DATASET:
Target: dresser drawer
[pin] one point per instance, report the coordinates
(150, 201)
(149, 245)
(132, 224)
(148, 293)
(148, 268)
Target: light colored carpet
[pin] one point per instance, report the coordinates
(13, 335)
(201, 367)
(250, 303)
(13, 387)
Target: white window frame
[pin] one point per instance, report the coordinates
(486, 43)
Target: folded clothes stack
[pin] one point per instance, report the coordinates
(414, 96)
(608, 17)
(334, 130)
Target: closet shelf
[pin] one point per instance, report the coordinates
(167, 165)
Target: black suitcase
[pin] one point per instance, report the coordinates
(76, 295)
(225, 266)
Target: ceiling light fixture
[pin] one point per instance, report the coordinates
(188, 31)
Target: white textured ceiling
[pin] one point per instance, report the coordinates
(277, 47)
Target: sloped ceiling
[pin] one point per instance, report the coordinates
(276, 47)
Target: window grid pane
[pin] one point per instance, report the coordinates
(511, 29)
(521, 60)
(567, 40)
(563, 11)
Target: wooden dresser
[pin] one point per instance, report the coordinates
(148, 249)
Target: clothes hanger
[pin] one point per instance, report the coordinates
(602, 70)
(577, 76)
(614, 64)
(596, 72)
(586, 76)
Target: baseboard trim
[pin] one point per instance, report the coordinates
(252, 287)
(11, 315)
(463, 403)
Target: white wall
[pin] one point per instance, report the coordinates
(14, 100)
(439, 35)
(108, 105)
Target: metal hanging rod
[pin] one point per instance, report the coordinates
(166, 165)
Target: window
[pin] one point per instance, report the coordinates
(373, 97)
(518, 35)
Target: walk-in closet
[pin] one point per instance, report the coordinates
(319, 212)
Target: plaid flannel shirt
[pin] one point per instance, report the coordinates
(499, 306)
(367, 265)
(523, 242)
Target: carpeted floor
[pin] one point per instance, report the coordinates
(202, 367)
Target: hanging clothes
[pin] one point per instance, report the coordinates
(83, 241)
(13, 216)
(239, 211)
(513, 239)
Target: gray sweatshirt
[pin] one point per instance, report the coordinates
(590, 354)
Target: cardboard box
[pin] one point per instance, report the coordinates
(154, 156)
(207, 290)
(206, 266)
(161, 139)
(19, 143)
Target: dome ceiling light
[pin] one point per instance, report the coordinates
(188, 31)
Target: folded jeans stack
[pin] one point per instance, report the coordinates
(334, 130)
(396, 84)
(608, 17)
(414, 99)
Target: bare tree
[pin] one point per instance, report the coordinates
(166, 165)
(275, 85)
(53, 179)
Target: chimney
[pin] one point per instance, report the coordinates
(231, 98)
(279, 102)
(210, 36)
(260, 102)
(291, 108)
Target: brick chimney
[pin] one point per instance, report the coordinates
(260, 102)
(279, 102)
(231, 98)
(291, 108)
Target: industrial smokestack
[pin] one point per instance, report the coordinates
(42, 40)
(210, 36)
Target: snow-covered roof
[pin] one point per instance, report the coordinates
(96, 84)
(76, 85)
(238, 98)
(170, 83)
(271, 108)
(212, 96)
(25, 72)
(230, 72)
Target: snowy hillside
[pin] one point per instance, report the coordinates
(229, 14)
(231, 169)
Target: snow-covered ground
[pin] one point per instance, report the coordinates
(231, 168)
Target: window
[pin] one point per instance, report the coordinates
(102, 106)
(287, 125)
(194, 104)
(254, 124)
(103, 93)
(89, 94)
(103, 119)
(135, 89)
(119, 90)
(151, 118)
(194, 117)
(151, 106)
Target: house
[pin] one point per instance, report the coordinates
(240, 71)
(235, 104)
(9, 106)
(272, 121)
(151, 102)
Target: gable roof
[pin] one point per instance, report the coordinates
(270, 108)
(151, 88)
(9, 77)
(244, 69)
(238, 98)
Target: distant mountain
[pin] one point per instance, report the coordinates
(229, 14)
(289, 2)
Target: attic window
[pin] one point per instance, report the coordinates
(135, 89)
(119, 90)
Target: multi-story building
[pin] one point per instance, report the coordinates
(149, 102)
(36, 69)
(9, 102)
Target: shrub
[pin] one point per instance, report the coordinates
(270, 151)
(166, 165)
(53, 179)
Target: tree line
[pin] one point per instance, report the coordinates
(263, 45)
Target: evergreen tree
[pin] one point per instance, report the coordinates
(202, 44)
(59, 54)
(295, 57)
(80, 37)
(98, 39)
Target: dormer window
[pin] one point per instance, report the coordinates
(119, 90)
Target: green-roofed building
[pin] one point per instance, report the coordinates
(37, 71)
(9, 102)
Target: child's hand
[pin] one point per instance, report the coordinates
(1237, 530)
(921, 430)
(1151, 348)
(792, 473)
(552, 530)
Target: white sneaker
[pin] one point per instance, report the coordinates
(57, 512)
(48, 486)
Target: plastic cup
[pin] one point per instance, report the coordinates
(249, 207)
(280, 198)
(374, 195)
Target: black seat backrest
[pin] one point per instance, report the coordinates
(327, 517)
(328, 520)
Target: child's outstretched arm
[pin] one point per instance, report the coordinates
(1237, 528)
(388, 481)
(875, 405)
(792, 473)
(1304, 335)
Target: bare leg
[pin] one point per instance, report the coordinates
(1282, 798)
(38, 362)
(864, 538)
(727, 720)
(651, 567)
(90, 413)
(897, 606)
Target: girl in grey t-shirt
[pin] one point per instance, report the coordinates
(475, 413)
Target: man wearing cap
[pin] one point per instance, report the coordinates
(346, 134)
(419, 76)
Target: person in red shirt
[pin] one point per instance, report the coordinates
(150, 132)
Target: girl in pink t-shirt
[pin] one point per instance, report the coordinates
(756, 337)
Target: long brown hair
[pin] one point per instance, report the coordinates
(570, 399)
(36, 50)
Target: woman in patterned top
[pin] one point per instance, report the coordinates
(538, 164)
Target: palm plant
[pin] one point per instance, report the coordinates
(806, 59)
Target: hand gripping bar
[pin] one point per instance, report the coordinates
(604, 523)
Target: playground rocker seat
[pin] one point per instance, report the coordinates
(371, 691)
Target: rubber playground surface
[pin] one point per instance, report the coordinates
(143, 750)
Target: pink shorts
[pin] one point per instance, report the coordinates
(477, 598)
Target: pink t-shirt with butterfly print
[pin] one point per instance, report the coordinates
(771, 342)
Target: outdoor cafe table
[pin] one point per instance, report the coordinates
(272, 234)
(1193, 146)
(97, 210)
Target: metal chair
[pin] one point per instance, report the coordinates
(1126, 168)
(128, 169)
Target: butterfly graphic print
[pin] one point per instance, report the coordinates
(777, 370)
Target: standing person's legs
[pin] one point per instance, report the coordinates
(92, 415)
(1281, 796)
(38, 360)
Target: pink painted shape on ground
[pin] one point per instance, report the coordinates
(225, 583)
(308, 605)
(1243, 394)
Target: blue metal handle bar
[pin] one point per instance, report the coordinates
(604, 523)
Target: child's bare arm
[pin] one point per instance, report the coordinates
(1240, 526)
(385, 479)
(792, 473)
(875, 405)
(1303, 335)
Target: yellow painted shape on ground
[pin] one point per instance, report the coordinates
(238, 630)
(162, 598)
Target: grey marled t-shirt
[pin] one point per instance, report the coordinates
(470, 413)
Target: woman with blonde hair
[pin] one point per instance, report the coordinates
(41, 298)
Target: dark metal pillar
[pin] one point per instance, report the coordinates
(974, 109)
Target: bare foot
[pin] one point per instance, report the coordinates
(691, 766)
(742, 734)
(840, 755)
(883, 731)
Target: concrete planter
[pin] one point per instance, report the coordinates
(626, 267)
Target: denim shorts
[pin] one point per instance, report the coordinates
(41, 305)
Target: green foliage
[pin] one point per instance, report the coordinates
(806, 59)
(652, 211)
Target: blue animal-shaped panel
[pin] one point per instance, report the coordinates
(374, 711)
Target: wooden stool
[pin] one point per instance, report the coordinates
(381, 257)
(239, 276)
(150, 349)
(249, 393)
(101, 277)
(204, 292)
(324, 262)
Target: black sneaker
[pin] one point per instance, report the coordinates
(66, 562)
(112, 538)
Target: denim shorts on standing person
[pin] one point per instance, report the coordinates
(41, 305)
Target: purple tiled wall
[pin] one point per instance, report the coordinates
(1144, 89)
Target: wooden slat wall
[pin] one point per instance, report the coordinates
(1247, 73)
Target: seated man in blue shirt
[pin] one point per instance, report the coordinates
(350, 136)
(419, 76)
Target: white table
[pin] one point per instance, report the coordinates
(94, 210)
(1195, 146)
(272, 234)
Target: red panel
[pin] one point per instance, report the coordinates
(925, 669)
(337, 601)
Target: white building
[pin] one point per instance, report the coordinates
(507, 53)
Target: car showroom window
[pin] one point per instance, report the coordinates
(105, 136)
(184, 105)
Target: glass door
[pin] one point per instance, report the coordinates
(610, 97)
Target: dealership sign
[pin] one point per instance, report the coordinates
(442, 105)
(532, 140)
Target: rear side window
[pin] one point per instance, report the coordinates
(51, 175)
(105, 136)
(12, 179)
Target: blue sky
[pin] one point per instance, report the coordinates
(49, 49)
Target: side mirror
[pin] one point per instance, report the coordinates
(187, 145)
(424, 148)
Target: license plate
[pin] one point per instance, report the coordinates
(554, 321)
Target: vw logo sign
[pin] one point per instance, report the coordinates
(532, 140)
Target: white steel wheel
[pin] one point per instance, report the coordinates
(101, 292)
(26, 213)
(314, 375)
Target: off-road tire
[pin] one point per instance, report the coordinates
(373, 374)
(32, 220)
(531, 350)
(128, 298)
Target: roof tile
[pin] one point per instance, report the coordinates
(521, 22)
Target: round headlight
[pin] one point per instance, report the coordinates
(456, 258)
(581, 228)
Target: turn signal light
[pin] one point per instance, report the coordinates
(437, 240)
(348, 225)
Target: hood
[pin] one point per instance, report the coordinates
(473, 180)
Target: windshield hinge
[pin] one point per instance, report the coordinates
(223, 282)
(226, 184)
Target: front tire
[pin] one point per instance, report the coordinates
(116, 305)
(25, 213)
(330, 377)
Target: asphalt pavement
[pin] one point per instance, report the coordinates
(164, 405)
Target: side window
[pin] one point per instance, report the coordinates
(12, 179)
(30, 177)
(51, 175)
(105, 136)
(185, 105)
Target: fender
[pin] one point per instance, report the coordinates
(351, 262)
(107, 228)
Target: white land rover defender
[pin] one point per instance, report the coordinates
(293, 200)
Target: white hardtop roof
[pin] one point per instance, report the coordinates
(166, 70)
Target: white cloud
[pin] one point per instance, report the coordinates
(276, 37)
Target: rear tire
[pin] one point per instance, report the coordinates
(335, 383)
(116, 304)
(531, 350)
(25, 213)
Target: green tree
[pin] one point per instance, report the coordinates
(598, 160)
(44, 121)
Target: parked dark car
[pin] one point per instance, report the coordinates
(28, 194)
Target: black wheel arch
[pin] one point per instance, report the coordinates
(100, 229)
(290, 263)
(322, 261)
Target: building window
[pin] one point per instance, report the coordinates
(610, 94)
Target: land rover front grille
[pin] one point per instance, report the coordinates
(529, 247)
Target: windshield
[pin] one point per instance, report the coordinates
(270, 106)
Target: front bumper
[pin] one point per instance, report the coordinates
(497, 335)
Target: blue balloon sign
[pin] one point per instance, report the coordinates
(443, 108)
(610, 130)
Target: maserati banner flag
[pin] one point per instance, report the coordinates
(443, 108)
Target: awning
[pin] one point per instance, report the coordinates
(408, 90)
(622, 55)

REQUIREMENT:
Repeat the line that contains "Target: roof tile", then every line after it until the records end, with nothing added.

REPLY:
Target: roof tile
[pin] one point per instance, report the coordinates
(521, 22)
Target: round headlight
[pin] one point per instance, report the coordinates
(456, 258)
(581, 228)
Target: turn signal light
[pin] one point per instance, report the coordinates
(437, 240)
(348, 225)
Target: hood
[pin] one point per instance, report the coordinates
(473, 180)
Target: windshield hinge
[pin] one point per instance, report the coordinates
(223, 282)
(226, 184)
Target: front tire
[pin] one point per instance, report the coordinates
(116, 305)
(25, 213)
(330, 377)
Target: asphalt pavement
[pin] one point per instance, report the coordinates
(164, 405)
Target: side window
[pin] one point per instance, report the coordinates
(12, 179)
(30, 177)
(51, 175)
(105, 136)
(185, 105)
Target: fender
[pin] one point per instance, report the coordinates
(351, 262)
(107, 228)
Target: white land rover defender
[pin] one point per instance, report the coordinates
(293, 200)
Target: white hardtop roof
[pin] one point per instance, report the coordinates
(166, 70)
Target: white cloud
[pin] one point per instance, report the coordinates
(276, 37)
Target: rear tire
[pin] one point per instance, report the coordinates
(335, 383)
(116, 304)
(531, 350)
(25, 213)
Target: green tree
[pin] one point per instance, report the coordinates
(598, 160)
(44, 121)
Target: parked dark car
[pin] one point per instance, report the coordinates
(28, 194)
Target: black wheel arch
[pin] one point per instance, report the coordinates
(100, 229)
(290, 263)
(322, 261)
Target: building window
[pin] one point per instance, report the coordinates
(610, 94)
Target: land rover front grille
[pin] one point per instance, report the coordinates
(529, 247)
Target: windshield
[pin] one point per instance, report the coordinates
(270, 106)
Target: front bumper
[pin] one point per instance, report the coordinates
(497, 335)
Target: blue balloon sign
[pin] one point per instance, report the coordinates
(443, 108)
(610, 130)
Target: maserati banner flag
[pin] one point per instance, report the coordinates
(443, 108)
Target: awning
[pin] one point per instance, report the coordinates
(408, 90)
(622, 55)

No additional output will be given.